Detection annotation records
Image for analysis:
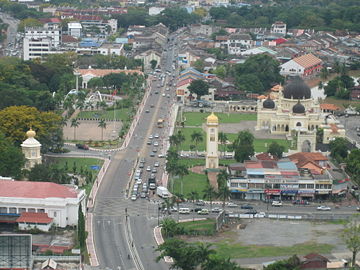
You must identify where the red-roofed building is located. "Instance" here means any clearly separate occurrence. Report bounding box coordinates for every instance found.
[16,212,53,232]
[0,180,86,228]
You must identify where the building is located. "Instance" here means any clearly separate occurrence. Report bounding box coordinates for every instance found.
[270,21,286,36]
[21,128,41,169]
[205,113,219,169]
[0,180,86,228]
[280,54,322,77]
[68,22,82,38]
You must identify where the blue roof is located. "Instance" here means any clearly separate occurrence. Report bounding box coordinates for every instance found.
[277,161,297,171]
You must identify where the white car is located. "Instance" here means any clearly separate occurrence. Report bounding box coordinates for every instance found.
[316,205,331,211]
[271,201,282,206]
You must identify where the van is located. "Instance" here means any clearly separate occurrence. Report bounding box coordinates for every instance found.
[179,208,190,214]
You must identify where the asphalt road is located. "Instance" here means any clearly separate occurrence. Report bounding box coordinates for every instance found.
[90,30,181,270]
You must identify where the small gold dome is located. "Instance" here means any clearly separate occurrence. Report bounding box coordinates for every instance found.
[26,128,36,138]
[206,112,219,124]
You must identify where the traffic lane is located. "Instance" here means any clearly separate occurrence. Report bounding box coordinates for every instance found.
[130,216,169,270]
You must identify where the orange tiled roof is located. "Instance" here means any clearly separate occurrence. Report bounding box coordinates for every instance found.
[293,53,322,68]
[320,103,340,111]
[77,68,143,77]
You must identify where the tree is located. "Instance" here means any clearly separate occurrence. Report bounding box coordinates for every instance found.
[150,59,157,70]
[191,130,204,153]
[329,138,349,163]
[188,80,209,100]
[267,141,285,159]
[217,170,231,209]
[342,219,360,267]
[98,119,106,141]
[0,132,25,179]
[219,131,228,155]
[70,118,80,140]
[0,106,63,153]
[233,130,255,162]
[77,204,86,251]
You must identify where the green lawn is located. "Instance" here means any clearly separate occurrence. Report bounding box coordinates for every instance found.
[180,218,216,231]
[214,239,334,259]
[77,108,130,121]
[180,128,291,153]
[169,172,207,198]
[183,112,256,126]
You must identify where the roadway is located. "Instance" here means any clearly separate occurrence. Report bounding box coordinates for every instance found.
[89,30,180,270]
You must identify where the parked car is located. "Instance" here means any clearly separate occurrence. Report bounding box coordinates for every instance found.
[316,205,331,211]
[271,201,282,207]
[76,143,89,150]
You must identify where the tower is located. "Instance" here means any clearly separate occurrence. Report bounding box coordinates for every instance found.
[21,128,41,169]
[206,113,219,169]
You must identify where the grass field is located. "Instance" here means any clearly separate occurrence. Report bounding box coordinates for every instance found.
[77,108,130,121]
[168,172,207,198]
[180,128,290,153]
[180,218,215,231]
[183,112,256,126]
[214,239,334,259]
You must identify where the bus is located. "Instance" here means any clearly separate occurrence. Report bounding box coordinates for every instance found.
[157,118,164,128]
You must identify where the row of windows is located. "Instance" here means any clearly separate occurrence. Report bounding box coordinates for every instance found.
[0,207,45,214]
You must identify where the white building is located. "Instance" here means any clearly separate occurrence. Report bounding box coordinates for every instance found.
[24,27,61,47]
[270,22,286,36]
[68,22,82,38]
[0,180,86,228]
[21,128,41,169]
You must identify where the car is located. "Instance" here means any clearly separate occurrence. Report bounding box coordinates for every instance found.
[195,200,205,206]
[316,205,331,211]
[271,201,282,207]
[245,210,257,215]
[75,143,89,150]
[197,209,209,215]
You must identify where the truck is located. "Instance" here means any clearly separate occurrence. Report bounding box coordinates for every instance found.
[156,186,170,199]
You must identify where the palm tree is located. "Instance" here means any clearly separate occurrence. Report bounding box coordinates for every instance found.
[98,119,106,141]
[191,130,204,154]
[217,170,231,209]
[203,183,216,211]
[219,132,228,156]
[70,118,80,141]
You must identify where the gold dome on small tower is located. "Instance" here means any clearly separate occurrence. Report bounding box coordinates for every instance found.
[206,112,219,124]
[26,128,36,138]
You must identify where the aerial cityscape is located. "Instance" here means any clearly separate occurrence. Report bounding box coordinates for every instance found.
[0,0,360,270]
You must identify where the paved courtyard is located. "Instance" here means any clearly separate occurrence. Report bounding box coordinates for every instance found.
[63,120,122,141]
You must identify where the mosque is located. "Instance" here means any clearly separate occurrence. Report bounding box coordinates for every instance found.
[256,77,345,152]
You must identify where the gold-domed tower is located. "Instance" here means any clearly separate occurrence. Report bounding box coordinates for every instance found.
[21,128,41,169]
[206,113,219,169]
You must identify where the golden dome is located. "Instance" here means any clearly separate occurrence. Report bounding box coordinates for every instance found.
[26,128,36,138]
[206,112,219,124]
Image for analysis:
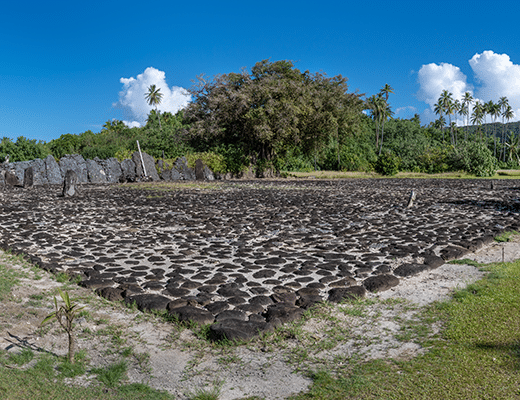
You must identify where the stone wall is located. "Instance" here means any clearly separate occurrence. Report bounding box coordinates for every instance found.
[0,152,215,186]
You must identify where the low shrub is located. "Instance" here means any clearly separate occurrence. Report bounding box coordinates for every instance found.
[375,151,401,176]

TASK PROMPT — Write out the entries word for word, from the line containing "You must identify where the van" through the line containing "[130,216,169,270]", including both of those lines.

EXERCISE ANSWER —
You must identify where the van is located. "Instance" here means any clearly separate occurrence. Report bounding box coordinates for every instance found.
[179,208,190,214]
You must identify where the asphalt road is located. "Instance" here means any clearly separate occurrence. Report bounding box coordinates for every instance found.
[90,30,181,270]
You must identify where the small gold dome is located. "Instance" here means any clearly separate occurrence. Report bounding box coordinates for every instance found.
[26,128,36,138]
[206,112,219,124]
You must identify where the traffic lane is located. "Instance" here means any clearly separate occurrence. Report bounding box coordinates for every instance found.
[130,216,169,270]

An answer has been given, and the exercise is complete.